START RECORDS SUPPLIED
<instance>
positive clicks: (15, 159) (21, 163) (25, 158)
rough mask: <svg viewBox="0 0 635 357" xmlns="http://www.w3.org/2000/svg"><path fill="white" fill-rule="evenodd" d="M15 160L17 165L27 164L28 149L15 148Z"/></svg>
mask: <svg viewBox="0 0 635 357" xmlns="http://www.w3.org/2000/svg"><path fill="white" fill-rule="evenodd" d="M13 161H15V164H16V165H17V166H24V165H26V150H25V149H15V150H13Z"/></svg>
END RECORDS SUPPLIED
START RECORDS SUPPLIED
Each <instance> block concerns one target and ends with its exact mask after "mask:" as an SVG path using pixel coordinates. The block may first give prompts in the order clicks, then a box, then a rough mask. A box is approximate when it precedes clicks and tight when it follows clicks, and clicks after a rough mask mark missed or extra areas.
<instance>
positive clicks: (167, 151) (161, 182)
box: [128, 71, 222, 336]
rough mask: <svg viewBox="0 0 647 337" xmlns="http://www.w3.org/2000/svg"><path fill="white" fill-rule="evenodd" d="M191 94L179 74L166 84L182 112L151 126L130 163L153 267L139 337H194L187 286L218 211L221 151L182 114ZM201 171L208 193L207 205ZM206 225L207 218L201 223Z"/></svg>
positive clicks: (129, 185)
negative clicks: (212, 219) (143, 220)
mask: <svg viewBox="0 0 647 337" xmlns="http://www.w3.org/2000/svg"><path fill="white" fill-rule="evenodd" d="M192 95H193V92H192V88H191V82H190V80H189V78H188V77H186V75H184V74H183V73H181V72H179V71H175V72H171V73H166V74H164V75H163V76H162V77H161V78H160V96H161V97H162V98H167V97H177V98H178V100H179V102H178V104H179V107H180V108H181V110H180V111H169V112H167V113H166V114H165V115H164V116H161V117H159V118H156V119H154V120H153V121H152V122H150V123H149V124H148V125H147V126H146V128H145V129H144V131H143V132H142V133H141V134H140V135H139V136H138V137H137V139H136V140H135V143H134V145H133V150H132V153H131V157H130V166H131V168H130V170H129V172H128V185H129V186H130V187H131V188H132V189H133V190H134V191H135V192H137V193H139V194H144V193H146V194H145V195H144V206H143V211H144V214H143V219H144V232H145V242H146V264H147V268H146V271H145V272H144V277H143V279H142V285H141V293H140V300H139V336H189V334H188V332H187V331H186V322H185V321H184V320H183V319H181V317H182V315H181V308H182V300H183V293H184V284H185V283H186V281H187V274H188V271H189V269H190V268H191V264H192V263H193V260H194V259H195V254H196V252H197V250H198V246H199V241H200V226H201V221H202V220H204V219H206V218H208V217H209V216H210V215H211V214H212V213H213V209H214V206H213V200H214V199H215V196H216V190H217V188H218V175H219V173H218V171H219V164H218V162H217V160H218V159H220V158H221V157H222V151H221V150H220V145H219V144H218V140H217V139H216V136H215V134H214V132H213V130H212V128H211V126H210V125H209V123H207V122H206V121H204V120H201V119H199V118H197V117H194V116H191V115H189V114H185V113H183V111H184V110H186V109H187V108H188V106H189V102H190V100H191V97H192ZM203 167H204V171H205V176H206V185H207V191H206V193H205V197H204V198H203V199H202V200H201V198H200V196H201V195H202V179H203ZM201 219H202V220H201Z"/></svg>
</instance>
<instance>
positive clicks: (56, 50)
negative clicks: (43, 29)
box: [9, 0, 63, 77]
END RECORDS SUPPLIED
▶ TASK PROMPT:
Count the lines above that contain the string "clicks", treating uppercase and lowercase letters as distinct, and reply with only the resulting number.

▶ TASK RESPONSE:
7